*** Testo da leggere ***

La Cultura del Mantenimento



Pubblicato il 27 settembre 2002 sul forum “Ulivo: famiglia e società” del sito ufficiale dell’Ulivo:

Leggo oggi sul giornale come la Corte Suprema abbia stabilito che il diritto al mantenimento non decada neanche dopo che sono passati vari anni da un divorzio per il quale non era stato previsto alcun assegno di mantenimento. In pratica, se 10 anni dopo il divorzio l’ex coniuge si licenzia, può venire a chiedervi una parte del vostro stipendio.

Trovo questa decisione l’ennesimo esempio di una cultura maschilista e ottocentesca che considera la donna uno stato dell’essere a metà strada fra il bambino e l’adulto, incapace di porsi sullo stesso piano del maschio della stessa specie. Essa, inoltre, è in aperta contraddizione con il principio stesso del divorzio, che stabilisce il diritto di due adulti a concludere definitivamente un rapporto scelto consensualmente. Chiudere un rapporto vuol dire tornare a essere liberi di vivere la propria vita come meglio si crede. Questa libertà però ha e deve avere un costo, ovvero non si può pretendere di essere liberi e allo stesso tempo dipendere dalla persona dalla quale abbiamo deciso di andar via.

*** Dati grezzi ***

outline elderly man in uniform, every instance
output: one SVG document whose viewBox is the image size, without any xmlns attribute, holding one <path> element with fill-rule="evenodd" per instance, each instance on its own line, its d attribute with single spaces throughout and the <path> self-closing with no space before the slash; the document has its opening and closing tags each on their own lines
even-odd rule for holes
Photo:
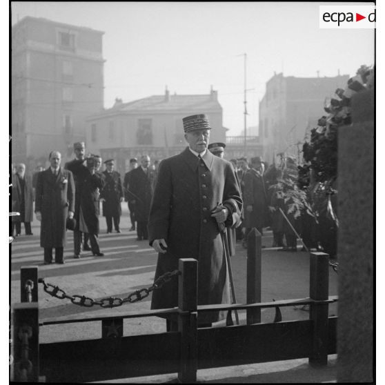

***

◆ Compito da svolgere
Trascrivi fedelmente il passo del testo sulla cultura del mantenimento che si apre con le parole contenenti "Trovo questa decisione" e si chiude con "di andar via.".

◆ Soluzione
Trovo questa decisione l’ennesimo esempio di una cultura maschilista e ottocentesca che considera la donna uno stato dell’essere a metà strada fra il bambino e l’adulto, incapace di porsi sullo stesso piano del maschio della stessa specie. Essa, inoltre, è in aperta contraddizione con il principio stesso del divorzio, che stabilisce il diritto di due adulti a concludere definitivamente un rapporto scelto consensualmente. Chiudere un rapporto vuol dire tornare a essere liberi di vivere la propria vita come meglio si crede. Questa libertà però ha e deve avere un costo, ovvero non si può pretendere di essere liberi e allo stesso tempo dipendere dalla persona dalla quale abbiamo deciso di andar via.